(Dataset rows)
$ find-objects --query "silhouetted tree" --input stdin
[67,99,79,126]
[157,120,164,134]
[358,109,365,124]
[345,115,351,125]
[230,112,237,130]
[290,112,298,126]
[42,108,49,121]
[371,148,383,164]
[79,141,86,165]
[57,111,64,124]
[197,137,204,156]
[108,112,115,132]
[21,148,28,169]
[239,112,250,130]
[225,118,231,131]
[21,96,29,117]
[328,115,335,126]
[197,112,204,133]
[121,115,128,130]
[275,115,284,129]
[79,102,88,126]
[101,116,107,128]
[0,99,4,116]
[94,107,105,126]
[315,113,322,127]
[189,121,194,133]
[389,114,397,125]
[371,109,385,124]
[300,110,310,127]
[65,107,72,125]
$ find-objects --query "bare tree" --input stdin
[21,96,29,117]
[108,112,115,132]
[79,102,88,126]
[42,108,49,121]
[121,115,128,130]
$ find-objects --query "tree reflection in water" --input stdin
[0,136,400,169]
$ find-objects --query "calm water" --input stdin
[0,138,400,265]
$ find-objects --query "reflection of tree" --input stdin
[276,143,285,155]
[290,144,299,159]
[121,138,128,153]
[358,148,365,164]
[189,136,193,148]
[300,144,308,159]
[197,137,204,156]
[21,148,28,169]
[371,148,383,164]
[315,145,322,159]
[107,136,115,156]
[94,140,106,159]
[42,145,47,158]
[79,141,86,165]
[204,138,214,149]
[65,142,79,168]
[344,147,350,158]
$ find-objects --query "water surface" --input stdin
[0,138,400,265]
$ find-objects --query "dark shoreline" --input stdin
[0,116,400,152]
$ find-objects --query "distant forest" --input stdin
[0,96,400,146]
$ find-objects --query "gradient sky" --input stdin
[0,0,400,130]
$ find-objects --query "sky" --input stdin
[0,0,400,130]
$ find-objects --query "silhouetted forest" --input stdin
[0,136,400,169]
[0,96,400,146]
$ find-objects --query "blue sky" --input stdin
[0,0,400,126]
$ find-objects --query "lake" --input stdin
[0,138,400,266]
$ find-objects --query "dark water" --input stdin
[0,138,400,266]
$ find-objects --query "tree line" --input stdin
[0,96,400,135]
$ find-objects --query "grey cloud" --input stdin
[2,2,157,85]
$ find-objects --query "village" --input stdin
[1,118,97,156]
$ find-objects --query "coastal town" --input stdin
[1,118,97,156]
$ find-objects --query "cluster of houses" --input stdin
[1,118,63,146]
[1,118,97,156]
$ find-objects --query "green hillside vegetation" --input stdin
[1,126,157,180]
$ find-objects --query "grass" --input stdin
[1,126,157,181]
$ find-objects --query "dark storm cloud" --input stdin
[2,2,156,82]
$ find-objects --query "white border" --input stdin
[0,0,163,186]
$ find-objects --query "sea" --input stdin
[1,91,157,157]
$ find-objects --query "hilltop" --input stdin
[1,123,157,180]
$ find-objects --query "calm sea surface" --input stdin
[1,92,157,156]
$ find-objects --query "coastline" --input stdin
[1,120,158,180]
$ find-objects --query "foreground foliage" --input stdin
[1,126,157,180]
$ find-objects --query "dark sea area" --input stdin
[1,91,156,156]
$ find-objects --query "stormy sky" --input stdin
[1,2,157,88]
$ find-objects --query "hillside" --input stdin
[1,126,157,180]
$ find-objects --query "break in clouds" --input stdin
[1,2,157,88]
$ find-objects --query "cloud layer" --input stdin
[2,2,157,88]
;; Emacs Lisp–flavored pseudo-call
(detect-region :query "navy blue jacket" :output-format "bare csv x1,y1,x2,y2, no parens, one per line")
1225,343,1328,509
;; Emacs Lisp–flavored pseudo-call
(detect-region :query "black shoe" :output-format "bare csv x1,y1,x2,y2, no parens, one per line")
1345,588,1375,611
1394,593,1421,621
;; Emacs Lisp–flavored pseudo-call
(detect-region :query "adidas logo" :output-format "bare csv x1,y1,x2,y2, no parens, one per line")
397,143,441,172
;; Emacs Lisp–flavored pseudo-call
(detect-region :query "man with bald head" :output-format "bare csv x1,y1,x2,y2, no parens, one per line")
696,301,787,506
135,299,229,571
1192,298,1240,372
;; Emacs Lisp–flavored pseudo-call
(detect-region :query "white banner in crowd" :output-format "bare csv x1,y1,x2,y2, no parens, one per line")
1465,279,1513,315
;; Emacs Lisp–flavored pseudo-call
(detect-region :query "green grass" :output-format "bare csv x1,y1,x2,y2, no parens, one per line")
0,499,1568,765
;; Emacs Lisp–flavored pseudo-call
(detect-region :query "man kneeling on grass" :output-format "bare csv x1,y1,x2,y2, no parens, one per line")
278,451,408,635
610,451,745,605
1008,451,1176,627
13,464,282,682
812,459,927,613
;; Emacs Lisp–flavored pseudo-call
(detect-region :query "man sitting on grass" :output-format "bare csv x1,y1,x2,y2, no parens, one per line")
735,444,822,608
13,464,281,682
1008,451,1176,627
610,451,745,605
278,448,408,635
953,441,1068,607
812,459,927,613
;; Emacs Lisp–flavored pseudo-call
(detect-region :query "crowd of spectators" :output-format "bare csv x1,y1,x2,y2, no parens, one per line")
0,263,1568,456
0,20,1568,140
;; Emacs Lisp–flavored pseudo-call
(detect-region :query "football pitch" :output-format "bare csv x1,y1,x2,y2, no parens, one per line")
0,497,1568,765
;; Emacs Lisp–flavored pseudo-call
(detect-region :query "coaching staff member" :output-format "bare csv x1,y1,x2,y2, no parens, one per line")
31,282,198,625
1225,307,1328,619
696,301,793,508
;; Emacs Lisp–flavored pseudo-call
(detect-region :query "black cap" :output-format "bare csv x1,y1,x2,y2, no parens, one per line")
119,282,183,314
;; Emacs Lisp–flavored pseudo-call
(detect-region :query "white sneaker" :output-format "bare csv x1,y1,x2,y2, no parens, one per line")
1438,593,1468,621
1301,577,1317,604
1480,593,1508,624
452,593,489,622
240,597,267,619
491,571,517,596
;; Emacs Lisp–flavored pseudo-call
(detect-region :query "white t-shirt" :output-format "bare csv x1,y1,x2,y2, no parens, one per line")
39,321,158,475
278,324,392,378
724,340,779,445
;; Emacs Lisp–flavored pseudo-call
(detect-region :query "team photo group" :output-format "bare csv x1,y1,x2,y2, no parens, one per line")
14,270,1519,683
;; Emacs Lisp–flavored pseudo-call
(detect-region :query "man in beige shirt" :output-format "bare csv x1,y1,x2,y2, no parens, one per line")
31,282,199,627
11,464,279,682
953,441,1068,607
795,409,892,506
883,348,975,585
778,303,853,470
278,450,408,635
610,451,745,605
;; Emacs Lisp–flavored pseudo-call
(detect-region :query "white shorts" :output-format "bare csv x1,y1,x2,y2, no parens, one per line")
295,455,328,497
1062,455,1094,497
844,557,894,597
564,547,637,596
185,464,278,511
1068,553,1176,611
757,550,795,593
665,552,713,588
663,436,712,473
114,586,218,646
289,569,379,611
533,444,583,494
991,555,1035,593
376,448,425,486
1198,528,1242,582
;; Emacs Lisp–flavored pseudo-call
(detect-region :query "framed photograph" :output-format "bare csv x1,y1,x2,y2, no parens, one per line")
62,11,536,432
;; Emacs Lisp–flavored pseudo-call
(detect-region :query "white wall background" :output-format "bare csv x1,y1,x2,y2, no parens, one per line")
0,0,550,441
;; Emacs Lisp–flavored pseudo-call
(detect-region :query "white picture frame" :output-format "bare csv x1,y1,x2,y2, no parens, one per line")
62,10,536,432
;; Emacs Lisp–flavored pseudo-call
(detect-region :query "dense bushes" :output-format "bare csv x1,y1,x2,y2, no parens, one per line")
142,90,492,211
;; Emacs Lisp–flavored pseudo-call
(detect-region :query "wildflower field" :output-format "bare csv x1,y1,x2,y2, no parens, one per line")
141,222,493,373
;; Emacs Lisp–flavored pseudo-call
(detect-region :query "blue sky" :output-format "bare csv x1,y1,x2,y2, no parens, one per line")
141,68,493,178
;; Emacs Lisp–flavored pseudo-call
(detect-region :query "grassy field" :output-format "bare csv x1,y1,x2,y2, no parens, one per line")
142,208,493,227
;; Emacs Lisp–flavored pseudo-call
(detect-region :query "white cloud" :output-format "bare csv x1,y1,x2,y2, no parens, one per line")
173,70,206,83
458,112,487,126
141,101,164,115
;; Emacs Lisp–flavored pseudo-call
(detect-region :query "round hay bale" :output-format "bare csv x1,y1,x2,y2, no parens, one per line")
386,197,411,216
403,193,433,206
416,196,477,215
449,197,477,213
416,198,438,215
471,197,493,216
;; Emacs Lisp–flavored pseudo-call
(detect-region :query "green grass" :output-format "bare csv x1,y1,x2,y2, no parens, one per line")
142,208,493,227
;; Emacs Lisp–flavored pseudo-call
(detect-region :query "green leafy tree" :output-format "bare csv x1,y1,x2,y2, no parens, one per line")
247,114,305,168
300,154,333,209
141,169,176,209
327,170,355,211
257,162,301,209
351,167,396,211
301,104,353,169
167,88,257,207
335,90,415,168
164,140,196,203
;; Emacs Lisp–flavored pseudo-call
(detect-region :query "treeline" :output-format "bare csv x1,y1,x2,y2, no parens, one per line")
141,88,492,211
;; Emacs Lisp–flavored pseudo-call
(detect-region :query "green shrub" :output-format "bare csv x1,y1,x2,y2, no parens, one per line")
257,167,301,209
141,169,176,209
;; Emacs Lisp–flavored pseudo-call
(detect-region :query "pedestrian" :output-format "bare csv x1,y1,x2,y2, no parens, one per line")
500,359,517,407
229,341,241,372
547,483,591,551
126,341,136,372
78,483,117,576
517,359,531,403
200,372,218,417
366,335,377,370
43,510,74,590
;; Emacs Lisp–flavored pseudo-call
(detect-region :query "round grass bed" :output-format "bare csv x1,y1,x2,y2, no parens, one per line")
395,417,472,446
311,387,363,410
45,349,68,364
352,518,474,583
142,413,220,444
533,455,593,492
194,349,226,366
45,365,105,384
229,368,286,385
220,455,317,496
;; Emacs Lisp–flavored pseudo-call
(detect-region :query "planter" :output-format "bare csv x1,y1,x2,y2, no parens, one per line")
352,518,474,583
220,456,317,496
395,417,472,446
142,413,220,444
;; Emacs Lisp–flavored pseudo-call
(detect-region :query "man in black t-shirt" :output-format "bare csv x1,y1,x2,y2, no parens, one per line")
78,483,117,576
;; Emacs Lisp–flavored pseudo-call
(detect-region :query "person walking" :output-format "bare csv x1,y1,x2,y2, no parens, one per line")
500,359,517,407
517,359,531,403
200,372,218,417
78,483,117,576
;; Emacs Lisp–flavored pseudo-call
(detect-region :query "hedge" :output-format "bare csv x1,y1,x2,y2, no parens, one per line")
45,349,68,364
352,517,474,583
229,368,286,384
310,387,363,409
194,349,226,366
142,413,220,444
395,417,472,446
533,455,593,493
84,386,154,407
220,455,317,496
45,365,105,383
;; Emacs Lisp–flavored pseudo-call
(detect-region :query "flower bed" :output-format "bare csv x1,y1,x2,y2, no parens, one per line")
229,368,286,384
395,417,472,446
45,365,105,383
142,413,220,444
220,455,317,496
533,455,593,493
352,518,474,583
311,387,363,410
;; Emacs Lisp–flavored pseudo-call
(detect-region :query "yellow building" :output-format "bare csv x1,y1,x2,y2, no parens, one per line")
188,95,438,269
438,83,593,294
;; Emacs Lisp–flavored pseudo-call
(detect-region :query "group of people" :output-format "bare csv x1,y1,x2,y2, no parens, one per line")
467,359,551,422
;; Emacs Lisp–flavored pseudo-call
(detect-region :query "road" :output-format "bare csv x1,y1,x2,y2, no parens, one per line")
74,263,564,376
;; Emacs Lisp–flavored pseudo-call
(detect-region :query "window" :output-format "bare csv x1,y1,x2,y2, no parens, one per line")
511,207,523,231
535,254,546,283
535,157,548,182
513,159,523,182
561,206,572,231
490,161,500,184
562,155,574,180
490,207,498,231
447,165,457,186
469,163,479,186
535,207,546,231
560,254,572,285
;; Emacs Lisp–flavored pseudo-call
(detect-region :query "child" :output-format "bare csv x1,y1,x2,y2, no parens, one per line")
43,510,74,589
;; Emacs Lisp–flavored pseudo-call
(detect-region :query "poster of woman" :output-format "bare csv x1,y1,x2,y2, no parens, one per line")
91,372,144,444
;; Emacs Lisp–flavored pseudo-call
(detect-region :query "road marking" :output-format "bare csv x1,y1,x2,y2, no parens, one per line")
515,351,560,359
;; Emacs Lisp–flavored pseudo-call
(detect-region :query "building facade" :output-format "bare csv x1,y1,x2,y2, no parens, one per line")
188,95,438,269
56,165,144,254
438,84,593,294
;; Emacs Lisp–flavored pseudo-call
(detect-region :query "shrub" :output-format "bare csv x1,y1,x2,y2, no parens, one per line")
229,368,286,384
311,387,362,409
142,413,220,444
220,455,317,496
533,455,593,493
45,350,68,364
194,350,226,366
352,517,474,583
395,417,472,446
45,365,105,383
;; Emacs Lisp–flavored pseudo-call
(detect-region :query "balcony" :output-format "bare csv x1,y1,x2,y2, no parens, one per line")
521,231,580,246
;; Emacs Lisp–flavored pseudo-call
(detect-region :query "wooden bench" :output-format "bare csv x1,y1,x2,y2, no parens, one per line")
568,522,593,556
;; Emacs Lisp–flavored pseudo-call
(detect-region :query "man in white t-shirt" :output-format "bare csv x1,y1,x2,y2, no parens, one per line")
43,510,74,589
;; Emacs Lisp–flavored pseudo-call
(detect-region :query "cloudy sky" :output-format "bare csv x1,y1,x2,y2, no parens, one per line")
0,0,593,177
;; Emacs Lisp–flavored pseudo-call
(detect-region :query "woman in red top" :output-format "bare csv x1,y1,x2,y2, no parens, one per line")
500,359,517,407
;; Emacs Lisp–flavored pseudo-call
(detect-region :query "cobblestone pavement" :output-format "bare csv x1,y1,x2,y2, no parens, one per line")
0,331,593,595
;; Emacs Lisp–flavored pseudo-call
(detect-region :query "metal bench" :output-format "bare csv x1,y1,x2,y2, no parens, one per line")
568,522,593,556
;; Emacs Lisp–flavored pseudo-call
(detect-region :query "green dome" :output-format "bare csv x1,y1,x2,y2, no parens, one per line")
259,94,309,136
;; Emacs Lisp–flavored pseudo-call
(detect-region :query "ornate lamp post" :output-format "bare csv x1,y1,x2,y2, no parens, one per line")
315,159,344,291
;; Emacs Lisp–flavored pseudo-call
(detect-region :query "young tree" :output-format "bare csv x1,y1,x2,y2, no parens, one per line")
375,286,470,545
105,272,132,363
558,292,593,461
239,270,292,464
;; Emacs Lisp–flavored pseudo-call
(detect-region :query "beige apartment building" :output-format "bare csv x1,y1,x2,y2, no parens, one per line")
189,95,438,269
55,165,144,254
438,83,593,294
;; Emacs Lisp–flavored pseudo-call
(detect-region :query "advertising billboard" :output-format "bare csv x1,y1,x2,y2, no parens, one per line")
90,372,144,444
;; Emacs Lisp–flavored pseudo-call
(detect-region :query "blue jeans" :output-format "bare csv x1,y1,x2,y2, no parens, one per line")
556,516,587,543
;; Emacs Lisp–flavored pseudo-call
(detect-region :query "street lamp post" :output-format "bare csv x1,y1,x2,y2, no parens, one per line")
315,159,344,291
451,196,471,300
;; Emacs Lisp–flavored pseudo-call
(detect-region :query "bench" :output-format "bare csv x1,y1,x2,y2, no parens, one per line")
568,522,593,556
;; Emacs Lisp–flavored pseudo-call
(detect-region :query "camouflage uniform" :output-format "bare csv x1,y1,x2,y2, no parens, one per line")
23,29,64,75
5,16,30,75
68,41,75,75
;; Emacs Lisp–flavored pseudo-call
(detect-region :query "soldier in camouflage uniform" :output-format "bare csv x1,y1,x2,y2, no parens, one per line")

■ OBJECTIVE ■
Please state how many lines in the rows above contain the string "dark", giving only the number.

■ WORKED SOLUTION ■
4